### Your objective:
Return, from the data that follows, each line that holds the word "green".

*** Information shown Section Begins ***

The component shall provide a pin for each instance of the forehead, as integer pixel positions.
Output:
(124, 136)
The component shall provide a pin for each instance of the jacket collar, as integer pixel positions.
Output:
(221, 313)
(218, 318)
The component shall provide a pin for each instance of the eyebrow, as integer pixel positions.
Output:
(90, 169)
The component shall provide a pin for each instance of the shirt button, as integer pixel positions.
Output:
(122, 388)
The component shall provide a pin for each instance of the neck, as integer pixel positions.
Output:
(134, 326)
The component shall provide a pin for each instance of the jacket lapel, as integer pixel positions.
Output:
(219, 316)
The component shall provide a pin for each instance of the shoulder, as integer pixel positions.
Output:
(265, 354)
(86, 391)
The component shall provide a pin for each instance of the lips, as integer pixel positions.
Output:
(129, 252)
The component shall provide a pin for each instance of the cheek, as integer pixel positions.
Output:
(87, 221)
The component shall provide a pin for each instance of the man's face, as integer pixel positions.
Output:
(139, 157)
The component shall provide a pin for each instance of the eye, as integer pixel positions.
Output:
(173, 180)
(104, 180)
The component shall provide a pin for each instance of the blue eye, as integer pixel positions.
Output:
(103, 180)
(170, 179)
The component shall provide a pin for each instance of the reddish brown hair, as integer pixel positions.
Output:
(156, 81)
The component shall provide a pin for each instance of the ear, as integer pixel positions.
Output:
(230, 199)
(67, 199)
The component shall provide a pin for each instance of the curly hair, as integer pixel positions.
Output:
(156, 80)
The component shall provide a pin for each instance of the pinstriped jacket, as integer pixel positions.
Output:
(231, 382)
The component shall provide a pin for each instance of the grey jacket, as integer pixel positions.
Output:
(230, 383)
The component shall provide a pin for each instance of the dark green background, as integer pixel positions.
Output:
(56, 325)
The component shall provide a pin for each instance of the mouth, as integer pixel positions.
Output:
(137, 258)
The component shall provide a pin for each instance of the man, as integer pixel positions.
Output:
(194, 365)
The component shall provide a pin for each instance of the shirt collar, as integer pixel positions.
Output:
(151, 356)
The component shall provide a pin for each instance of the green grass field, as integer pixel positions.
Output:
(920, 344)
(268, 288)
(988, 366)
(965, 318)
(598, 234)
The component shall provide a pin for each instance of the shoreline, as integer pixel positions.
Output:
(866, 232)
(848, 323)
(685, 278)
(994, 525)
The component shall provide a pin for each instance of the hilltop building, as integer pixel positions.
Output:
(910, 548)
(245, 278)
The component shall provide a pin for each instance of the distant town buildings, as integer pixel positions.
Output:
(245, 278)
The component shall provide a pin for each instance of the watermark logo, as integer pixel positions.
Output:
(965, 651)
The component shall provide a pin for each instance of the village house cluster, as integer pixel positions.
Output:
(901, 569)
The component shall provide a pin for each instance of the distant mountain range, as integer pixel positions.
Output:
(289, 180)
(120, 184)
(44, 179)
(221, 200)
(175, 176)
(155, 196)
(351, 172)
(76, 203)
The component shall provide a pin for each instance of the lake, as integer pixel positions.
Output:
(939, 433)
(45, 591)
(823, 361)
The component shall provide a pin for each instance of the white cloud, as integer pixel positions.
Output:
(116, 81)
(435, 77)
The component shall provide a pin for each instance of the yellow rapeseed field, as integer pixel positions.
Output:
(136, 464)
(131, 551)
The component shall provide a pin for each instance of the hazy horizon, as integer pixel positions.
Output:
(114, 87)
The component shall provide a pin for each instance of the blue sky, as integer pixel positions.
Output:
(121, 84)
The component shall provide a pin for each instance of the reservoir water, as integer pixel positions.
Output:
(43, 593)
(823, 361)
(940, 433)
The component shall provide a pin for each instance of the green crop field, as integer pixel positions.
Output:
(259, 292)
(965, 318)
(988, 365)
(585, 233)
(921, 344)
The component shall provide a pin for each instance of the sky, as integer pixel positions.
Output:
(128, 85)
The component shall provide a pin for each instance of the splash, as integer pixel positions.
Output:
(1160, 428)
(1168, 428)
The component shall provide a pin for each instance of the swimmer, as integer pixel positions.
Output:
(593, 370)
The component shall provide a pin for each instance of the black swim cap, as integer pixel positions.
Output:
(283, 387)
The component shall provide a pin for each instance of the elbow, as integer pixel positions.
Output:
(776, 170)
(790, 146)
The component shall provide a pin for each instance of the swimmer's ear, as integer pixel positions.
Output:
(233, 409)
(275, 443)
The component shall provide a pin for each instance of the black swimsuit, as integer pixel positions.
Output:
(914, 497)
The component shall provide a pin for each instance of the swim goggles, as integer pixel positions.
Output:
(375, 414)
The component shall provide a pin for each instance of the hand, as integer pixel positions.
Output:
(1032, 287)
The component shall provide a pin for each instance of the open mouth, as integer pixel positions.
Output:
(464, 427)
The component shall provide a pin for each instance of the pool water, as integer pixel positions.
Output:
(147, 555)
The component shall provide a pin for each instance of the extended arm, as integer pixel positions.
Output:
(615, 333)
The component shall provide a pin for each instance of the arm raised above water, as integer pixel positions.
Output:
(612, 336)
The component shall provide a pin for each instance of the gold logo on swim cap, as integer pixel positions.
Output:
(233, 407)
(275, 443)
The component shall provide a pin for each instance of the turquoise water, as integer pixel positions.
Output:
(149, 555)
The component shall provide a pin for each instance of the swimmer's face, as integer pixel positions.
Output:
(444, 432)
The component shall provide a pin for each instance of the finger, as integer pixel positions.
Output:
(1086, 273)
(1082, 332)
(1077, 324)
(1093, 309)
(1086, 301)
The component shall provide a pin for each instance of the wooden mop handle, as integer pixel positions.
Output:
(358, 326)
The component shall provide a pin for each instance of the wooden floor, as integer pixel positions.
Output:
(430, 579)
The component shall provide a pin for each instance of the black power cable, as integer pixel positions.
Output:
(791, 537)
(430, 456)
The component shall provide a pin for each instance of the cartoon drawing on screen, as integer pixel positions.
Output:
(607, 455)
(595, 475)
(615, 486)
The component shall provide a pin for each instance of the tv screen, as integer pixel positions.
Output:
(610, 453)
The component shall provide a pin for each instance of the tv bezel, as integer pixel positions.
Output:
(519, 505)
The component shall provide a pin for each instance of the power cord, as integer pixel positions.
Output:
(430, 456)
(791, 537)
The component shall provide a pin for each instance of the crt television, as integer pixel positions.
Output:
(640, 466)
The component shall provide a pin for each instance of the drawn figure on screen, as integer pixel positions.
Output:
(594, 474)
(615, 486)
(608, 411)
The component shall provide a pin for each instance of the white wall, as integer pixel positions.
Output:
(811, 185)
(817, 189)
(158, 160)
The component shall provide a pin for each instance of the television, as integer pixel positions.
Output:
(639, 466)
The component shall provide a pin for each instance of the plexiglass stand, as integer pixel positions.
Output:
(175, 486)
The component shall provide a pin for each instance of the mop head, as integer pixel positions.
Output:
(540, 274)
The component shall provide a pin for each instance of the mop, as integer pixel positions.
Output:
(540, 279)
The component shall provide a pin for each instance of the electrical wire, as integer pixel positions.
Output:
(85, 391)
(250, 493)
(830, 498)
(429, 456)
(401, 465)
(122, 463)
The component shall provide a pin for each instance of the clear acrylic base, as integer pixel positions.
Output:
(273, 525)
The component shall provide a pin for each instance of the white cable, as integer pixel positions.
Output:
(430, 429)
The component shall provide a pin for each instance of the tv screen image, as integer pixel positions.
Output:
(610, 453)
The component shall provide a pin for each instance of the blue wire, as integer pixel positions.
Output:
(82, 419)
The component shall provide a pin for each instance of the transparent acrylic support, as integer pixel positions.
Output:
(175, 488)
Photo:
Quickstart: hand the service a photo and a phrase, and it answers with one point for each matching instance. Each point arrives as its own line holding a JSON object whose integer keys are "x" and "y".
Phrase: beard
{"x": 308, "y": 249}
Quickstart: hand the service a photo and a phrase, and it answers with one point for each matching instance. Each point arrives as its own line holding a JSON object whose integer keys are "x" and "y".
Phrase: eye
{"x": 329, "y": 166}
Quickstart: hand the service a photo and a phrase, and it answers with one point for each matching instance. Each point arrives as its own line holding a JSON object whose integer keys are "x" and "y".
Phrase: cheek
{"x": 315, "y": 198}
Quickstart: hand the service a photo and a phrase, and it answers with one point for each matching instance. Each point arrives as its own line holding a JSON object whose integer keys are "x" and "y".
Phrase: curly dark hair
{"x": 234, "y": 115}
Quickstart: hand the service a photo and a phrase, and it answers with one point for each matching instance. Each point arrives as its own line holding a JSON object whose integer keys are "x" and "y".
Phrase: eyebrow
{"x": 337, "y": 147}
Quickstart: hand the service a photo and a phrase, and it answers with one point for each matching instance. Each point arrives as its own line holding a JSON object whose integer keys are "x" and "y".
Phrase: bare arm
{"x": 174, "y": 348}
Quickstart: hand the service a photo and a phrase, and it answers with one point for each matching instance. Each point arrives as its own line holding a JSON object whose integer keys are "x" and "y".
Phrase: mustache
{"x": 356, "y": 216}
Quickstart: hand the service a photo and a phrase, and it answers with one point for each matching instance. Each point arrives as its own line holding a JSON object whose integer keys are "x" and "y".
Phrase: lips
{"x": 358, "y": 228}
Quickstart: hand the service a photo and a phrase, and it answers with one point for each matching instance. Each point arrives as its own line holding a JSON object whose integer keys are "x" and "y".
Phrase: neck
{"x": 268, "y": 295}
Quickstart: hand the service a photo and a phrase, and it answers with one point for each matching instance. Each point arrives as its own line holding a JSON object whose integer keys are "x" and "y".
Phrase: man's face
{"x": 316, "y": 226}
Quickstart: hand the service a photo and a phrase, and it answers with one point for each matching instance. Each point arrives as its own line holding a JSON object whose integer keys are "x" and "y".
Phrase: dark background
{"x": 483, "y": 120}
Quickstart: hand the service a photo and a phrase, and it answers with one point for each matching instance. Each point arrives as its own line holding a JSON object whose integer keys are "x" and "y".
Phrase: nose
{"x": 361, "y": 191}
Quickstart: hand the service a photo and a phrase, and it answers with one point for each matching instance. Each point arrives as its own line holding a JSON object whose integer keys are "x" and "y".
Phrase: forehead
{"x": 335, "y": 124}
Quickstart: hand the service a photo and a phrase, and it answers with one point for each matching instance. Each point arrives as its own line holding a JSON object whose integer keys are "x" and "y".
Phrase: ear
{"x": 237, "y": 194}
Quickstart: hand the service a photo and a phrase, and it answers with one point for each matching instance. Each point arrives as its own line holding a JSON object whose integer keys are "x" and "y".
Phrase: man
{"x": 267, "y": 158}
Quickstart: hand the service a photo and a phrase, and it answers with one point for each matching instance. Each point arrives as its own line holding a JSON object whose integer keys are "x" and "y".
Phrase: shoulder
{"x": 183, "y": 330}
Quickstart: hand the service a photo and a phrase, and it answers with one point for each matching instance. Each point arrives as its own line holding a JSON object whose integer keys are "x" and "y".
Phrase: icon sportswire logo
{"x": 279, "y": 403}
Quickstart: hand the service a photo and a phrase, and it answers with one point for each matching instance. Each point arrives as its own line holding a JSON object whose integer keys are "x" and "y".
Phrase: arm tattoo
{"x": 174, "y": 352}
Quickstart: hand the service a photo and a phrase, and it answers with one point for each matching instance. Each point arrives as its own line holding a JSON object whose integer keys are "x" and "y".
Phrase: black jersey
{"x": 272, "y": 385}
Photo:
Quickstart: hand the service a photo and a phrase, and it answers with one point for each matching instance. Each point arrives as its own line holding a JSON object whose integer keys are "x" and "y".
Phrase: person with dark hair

*** Information shown Section Ends ***

### Reply to the exercise:
The component shall provide a pin for each instance of the dark green background, as integer pixel positions.
The component shall provide a pin for each instance of the green grass field, as integer pixel positions.
The component shall provide a pin for each instance of the green crop field, as integer pixel positions.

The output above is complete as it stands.